- **TASK GOAL**: Please copy out, character for character, the stretch of items below from the line containing "Reviewer note: verify that every instance of the thumb" through the line containing "[[237, 566], [186, 571]]", including both of those lines.

- **EXTRACTED INFORMATION**:

******

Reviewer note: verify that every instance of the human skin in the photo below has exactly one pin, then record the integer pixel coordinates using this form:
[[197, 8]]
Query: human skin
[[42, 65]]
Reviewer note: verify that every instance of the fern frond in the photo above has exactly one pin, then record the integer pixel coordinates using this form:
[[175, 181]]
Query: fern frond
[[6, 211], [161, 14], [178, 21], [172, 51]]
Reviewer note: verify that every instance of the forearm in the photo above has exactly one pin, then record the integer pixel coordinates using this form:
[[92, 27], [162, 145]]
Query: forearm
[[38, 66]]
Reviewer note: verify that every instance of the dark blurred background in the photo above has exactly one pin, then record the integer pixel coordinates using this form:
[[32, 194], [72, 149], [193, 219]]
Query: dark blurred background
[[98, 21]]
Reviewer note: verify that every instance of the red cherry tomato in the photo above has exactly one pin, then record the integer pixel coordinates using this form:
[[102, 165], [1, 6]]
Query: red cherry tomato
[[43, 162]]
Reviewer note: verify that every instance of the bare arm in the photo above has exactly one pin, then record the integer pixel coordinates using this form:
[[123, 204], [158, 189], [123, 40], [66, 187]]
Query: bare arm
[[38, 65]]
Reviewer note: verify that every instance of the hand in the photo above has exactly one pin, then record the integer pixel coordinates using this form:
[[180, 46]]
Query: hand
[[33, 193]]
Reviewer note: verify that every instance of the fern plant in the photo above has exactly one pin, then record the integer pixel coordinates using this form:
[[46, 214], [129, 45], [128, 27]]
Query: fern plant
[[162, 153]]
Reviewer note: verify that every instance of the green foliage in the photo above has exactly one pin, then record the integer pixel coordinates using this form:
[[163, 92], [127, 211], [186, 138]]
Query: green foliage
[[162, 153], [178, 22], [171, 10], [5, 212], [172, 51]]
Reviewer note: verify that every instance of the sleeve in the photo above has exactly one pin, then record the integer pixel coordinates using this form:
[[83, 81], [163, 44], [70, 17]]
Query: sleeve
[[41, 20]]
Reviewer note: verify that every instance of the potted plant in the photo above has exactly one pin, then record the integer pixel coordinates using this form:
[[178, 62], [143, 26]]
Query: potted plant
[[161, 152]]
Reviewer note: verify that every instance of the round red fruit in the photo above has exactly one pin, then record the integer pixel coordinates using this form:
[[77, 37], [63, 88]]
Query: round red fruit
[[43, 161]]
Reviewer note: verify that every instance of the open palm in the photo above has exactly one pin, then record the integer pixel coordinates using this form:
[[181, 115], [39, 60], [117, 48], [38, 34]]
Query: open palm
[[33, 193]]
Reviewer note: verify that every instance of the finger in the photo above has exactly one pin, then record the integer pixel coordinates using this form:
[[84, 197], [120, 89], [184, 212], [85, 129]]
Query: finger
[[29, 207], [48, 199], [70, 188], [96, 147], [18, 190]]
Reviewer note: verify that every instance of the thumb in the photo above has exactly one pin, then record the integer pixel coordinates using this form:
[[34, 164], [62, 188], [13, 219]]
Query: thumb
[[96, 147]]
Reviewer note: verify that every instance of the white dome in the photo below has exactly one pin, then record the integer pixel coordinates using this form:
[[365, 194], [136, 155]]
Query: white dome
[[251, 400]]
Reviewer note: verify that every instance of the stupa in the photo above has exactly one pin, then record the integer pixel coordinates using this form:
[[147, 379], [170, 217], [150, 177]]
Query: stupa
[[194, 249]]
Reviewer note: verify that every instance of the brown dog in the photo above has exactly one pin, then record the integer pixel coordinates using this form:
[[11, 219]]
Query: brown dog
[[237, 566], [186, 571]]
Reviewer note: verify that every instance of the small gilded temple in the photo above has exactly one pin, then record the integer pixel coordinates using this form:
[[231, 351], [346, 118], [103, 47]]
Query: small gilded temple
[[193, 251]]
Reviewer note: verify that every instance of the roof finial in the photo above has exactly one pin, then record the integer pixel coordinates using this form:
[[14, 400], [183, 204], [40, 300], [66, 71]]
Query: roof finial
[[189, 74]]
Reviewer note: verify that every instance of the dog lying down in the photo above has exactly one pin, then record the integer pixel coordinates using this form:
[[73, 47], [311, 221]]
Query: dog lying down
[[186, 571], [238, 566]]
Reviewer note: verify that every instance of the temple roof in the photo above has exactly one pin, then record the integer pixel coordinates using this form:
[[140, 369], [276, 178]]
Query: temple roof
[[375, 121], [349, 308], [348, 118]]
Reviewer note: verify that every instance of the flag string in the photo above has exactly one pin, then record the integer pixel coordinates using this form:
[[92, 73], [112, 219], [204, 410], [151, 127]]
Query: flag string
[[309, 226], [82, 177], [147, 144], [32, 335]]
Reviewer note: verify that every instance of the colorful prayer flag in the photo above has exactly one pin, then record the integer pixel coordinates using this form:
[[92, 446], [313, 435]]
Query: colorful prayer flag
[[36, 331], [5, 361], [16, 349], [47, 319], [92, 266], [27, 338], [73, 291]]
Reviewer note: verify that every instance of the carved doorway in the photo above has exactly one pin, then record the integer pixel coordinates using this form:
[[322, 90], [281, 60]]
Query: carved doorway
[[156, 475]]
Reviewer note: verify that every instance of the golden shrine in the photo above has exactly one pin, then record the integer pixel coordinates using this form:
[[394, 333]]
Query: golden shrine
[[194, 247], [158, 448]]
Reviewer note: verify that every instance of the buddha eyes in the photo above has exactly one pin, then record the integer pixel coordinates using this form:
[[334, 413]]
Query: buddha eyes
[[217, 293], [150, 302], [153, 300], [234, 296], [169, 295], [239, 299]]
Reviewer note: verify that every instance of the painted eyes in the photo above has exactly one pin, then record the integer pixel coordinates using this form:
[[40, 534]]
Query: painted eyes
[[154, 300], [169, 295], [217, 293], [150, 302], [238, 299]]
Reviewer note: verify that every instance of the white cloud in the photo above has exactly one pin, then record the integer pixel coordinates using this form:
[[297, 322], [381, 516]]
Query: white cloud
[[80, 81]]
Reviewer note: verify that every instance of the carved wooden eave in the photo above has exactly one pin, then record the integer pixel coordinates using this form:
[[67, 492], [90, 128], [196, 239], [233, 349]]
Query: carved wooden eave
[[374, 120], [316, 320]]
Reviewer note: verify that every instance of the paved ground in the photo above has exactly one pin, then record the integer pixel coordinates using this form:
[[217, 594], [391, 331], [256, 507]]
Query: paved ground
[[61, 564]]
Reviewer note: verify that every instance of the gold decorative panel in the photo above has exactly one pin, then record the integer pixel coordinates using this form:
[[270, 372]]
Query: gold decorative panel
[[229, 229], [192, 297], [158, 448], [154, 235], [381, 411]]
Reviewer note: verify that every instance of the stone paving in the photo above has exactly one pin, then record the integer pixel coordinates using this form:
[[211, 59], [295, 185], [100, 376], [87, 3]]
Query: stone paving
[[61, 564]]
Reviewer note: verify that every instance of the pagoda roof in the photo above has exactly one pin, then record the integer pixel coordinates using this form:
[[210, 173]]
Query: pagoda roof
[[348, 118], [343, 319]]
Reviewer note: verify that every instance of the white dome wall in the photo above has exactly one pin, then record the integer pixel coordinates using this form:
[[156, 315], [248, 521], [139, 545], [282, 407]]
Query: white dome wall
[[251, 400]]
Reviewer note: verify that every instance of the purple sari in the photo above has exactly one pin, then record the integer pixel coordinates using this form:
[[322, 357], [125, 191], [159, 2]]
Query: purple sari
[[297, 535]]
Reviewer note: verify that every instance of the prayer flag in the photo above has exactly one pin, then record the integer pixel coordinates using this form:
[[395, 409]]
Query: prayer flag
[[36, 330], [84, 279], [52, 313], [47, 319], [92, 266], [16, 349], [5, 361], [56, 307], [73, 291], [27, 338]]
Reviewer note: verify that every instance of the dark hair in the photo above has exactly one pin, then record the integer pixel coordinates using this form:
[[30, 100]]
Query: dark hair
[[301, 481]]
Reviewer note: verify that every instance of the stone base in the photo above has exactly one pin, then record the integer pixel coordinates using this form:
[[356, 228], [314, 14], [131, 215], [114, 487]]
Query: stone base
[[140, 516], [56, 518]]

******

- **TASK RESULT**:
Reviewer note: verify that every instance of the thumb in the photo above has exactly one pin, then record the integer pixel coordinates using this form:
[[34, 164], [62, 188], [13, 219]]
Query: thumb
[[96, 147]]
Reviewer note: verify that every instance of the white dome in the photo below has exactly one pin, then record the integer pixel coordinates using this form:
[[365, 194], [136, 155]]
Query: white dome
[[251, 400]]
Reviewer note: verify that every instance of the stupa in the photo above has exactly one pin, then record the integer pixel coordinates using this form:
[[147, 379], [170, 217], [150, 177]]
Query: stupa
[[194, 249]]
Reviewer note: verify that every instance of the brown dog in the photo above has exactly one pin, then record the integer pixel coordinates using this form:
[[11, 219]]
Query: brown dog
[[237, 566], [186, 571]]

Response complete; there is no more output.